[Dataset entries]
----

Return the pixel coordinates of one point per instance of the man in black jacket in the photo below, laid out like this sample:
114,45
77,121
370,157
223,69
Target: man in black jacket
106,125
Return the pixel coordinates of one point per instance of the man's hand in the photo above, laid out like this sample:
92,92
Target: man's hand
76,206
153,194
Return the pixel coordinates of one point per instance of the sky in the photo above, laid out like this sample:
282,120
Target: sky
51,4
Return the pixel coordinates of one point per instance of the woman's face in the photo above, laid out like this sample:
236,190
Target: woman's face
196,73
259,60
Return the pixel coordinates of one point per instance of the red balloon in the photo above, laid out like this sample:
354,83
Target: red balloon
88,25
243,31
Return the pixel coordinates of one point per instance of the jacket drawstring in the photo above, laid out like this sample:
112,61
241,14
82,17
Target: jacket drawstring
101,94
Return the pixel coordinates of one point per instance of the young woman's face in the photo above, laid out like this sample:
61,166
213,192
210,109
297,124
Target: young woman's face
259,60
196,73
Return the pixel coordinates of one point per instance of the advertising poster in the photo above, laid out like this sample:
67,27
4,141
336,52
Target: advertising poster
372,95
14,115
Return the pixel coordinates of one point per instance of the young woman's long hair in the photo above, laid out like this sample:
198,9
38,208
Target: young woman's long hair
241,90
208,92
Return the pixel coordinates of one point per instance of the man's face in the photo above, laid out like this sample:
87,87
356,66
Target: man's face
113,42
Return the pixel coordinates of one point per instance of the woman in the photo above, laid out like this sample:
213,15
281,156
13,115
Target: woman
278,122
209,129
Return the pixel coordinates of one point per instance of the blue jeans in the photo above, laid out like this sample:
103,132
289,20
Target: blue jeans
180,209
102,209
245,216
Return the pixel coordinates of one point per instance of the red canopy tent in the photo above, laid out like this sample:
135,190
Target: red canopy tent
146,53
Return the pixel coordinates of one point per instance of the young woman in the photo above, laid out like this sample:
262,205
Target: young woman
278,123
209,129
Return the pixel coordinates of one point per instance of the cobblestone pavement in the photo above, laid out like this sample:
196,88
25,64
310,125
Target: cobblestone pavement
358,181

----

The task requires an exact transcription of all the data.

### TASK RESPONSE:
Return the pixel coordinates of one point per instance of the man in black jacket in the photo below, laid out like this sample:
114,45
77,121
370,157
223,69
Target: man in black jacket
106,125
Return the pixel coordinates of one point per instance of the man's hand in the photo above, laid out like this sample:
92,92
Target: man's hand
76,206
153,194
Return the pixel coordinates of one point per instance of the sky in the photo above, laid out like this sample:
282,120
Target: sky
51,4
Return the pixel coordinates of one point per instance of the woman's face in the photo above, laid out like this sample:
236,190
Target: woman's face
196,73
259,60
Return the pixel coordinates of one point per instance of the red balloon in the photo above, laid out like this sample:
354,83
Target: red balloon
88,25
243,31
Return the pixel coordinates of one point per instance of the jacket drawstring in the photo above, laid out like this sample:
112,61
241,14
82,17
Target: jacket drawstring
101,94
Return the pixel coordinates of one point per instance of the young woman's face in the photo above, laid out like this sample:
61,166
213,192
210,109
297,124
Target: young woman's face
259,60
196,73
Return the pixel coordinates of one point per instance of the advertising poster in the photo above, laid out like this sample:
67,27
4,141
336,52
Target: advertising poster
372,95
14,115
Return the pixel coordinates of one point per instance of the young woman's long hair in the photo above, laid out like this sample:
198,9
38,208
Target: young woman's long hair
241,90
208,92
Return the pixel coordinates of one point per instance of the man's face in the photo above, laid out like this sample:
87,87
356,66
Target: man's face
113,42
Return the pixel coordinates of one point per instance of the woman in the photo above, laid out like this sample:
213,15
281,156
13,115
Target: woman
278,122
209,129
Return the pixel coordinates of one point per instance of the blue jeans in the photo above, laid out like this sample:
103,132
289,20
Target: blue jeans
180,209
102,209
245,216
Return the pixel coordinates of one point per instance of the red canopy tent in the photo above, laid out like this sample:
135,190
Target: red canopy tent
146,53
Return the pixel coordinates of one point per instance of the young woman in the photo above, laid out like this sample:
262,205
Target: young woman
278,123
209,129
Return the pixel coordinates of one point per instance of the cobblestone pavement in the photo above, laid out like this sample:
196,88
25,64
310,125
Target: cobblestone pavement
358,181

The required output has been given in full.